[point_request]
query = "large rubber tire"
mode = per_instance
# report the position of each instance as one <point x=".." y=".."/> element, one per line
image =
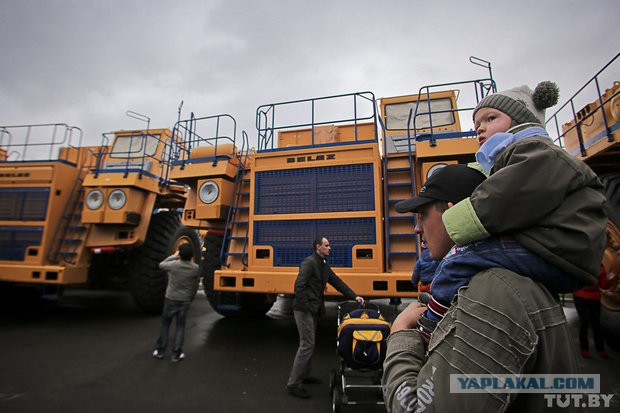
<point x="225" y="303"/>
<point x="147" y="281"/>
<point x="610" y="319"/>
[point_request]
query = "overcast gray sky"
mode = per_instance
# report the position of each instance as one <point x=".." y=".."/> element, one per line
<point x="86" y="62"/>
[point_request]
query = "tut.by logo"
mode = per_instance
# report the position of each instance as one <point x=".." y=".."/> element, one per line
<point x="559" y="390"/>
<point x="578" y="400"/>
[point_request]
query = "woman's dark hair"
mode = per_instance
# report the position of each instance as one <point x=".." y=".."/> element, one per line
<point x="186" y="252"/>
<point x="317" y="241"/>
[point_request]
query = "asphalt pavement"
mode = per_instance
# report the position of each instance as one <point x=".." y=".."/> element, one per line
<point x="91" y="352"/>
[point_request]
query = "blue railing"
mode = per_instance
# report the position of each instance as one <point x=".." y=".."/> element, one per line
<point x="267" y="125"/>
<point x="40" y="142"/>
<point x="580" y="117"/>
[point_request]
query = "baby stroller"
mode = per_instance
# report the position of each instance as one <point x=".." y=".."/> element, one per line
<point x="361" y="346"/>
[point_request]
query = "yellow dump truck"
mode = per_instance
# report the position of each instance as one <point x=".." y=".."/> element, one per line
<point x="333" y="165"/>
<point x="75" y="215"/>
<point x="588" y="127"/>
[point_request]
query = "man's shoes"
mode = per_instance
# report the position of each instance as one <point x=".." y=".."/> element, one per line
<point x="312" y="380"/>
<point x="178" y="357"/>
<point x="298" y="391"/>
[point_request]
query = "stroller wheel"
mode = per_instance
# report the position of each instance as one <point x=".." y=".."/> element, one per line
<point x="332" y="381"/>
<point x="336" y="400"/>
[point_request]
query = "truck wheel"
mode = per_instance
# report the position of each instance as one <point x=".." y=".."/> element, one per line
<point x="147" y="281"/>
<point x="610" y="317"/>
<point x="224" y="303"/>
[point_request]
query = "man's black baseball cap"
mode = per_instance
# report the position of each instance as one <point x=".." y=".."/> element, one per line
<point x="452" y="183"/>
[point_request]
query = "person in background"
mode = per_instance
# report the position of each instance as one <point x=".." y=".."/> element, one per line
<point x="183" y="280"/>
<point x="314" y="274"/>
<point x="588" y="306"/>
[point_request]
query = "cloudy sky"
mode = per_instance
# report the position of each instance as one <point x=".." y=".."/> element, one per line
<point x="86" y="62"/>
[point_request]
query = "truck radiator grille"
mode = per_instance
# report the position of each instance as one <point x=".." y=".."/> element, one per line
<point x="292" y="240"/>
<point x="23" y="204"/>
<point x="15" y="240"/>
<point x="339" y="188"/>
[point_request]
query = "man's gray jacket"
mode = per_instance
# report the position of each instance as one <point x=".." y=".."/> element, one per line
<point x="183" y="278"/>
<point x="314" y="274"/>
<point x="501" y="323"/>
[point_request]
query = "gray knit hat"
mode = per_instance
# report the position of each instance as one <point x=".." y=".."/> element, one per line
<point x="523" y="105"/>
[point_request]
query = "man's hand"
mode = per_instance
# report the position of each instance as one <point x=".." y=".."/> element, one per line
<point x="408" y="318"/>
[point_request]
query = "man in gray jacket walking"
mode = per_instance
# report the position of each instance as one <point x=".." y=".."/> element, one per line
<point x="314" y="274"/>
<point x="183" y="277"/>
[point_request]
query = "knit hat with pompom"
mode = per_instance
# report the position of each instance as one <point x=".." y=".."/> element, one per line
<point x="523" y="105"/>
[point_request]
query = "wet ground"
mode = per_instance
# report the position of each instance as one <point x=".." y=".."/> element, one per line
<point x="91" y="352"/>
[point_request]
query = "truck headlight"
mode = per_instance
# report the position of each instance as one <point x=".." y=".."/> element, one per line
<point x="94" y="199"/>
<point x="117" y="199"/>
<point x="209" y="191"/>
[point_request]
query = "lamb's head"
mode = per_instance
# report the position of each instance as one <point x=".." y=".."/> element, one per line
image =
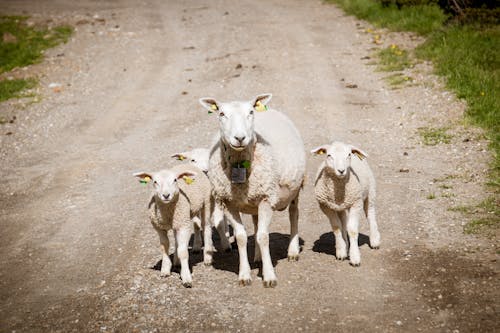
<point x="236" y="119"/>
<point x="164" y="182"/>
<point x="338" y="157"/>
<point x="199" y="157"/>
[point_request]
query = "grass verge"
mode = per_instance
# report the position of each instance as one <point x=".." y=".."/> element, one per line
<point x="22" y="45"/>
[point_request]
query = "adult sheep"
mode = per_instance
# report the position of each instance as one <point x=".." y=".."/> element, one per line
<point x="257" y="167"/>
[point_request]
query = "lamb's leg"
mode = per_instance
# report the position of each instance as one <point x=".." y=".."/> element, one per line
<point x="294" y="247"/>
<point x="353" y="231"/>
<point x="197" y="243"/>
<point x="183" y="235"/>
<point x="256" y="255"/>
<point x="372" y="221"/>
<point x="265" y="215"/>
<point x="241" y="239"/>
<point x="221" y="225"/>
<point x="166" y="264"/>
<point x="208" y="249"/>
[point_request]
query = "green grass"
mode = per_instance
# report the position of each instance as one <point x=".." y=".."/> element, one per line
<point x="28" y="43"/>
<point x="421" y="19"/>
<point x="434" y="136"/>
<point x="15" y="88"/>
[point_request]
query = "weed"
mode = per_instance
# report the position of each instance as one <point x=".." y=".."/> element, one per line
<point x="393" y="59"/>
<point x="434" y="136"/>
<point x="14" y="88"/>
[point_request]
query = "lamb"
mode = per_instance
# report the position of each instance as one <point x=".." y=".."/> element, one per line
<point x="256" y="167"/>
<point x="344" y="187"/>
<point x="173" y="205"/>
<point x="199" y="157"/>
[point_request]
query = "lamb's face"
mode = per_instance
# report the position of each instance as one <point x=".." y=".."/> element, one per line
<point x="338" y="157"/>
<point x="236" y="119"/>
<point x="165" y="185"/>
<point x="236" y="124"/>
<point x="164" y="182"/>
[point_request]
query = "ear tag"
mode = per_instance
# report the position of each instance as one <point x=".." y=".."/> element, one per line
<point x="188" y="180"/>
<point x="259" y="107"/>
<point x="144" y="180"/>
<point x="361" y="157"/>
<point x="238" y="175"/>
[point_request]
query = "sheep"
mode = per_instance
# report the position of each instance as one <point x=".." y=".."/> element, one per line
<point x="199" y="157"/>
<point x="344" y="187"/>
<point x="256" y="167"/>
<point x="173" y="205"/>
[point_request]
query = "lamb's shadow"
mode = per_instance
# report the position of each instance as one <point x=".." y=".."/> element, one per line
<point x="326" y="243"/>
<point x="278" y="246"/>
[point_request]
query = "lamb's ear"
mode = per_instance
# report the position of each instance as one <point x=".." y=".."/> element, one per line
<point x="359" y="153"/>
<point x="188" y="177"/>
<point x="320" y="150"/>
<point x="144" y="177"/>
<point x="180" y="156"/>
<point x="261" y="100"/>
<point x="210" y="104"/>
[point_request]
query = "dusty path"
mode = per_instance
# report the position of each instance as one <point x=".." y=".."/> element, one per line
<point x="76" y="251"/>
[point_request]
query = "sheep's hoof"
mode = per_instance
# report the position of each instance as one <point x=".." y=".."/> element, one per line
<point x="270" y="284"/>
<point x="245" y="282"/>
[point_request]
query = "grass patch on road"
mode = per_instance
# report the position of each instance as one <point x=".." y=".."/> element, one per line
<point x="422" y="19"/>
<point x="21" y="45"/>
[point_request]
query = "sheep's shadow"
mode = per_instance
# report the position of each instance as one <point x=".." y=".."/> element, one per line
<point x="326" y="243"/>
<point x="278" y="246"/>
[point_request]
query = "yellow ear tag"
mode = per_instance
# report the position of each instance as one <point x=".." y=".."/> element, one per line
<point x="188" y="180"/>
<point x="260" y="107"/>
<point x="361" y="157"/>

--------------------------------------------------

◆ **Exercise brief**: Whenever the word "stroller" appears in a line of the listing, copy out that line.

◆ **Problem solution**:
query = "baby stroller"
query = "stroller wheel"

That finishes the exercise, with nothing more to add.